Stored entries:
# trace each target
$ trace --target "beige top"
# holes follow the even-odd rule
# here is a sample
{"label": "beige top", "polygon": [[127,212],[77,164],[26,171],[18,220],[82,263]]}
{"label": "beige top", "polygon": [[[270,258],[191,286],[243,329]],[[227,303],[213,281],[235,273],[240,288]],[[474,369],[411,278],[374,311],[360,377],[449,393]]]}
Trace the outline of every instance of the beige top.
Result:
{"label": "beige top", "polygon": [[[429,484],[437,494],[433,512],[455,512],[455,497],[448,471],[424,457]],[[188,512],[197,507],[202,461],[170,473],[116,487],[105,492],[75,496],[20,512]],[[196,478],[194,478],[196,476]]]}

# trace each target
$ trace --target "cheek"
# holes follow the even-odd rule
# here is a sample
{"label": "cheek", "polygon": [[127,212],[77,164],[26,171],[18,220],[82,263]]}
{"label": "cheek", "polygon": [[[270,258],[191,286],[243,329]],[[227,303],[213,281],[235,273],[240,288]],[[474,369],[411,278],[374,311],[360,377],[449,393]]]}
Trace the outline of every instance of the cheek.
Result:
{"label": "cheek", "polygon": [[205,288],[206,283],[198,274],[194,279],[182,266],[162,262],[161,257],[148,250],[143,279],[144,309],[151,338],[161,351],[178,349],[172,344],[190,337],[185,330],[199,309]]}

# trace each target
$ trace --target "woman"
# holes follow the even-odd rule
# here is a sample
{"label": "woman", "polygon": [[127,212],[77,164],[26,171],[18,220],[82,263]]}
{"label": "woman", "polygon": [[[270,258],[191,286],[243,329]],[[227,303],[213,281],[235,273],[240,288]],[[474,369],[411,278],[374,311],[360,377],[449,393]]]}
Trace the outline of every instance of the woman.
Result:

* _Goal_:
Exactly reproduce the material above.

* _Written solution_:
# trace each target
$ trace --target "beige top"
# holes follow the even-odd rule
# here is a sample
{"label": "beige top", "polygon": [[127,212],[77,164],[26,171],[18,220],[82,263]]}
{"label": "beige top", "polygon": [[[270,258],[191,286],[243,329]],[[227,303],[213,281],[235,273],[240,288]],[[474,369],[411,278],[374,311],[360,377],[449,393]]]}
Trace the outline of every instance of the beige top.
Result:
{"label": "beige top", "polygon": [[[429,484],[437,494],[433,512],[455,512],[455,497],[448,471],[424,457]],[[188,512],[197,507],[202,461],[170,473],[116,487],[105,492],[75,496],[20,512]],[[196,478],[194,478],[196,476]]]}

# trace each target
$ trace --target "cheek"
# holes follow the even-odd rule
# here is a sample
{"label": "cheek", "polygon": [[127,212],[77,164],[26,171],[18,220],[82,263]]}
{"label": "cheek", "polygon": [[[270,258],[191,286],[243,329]],[[227,303],[213,281],[235,273],[240,288]],[[474,369],[411,278],[374,311],[360,377],[449,393]]]}
Trace the outline of every instance of the cheek.
Result:
{"label": "cheek", "polygon": [[205,288],[206,283],[198,274],[194,279],[182,266],[162,262],[161,257],[148,250],[143,279],[144,309],[151,338],[161,351],[178,349],[172,344],[190,337],[185,330],[199,309]]}

# trace each target
$ trace --target "woman"
# holes follow the even-odd rule
# here is a sample
{"label": "woman", "polygon": [[127,212],[77,164],[26,171],[18,220],[82,263]]}
{"label": "woman", "polygon": [[[270,258],[191,286],[243,329]],[[227,303],[213,281],[235,273],[240,288]],[[474,369],[411,278],[374,311],[360,377],[449,393]]]}
Trace the outline of every instance of the woman.
Result:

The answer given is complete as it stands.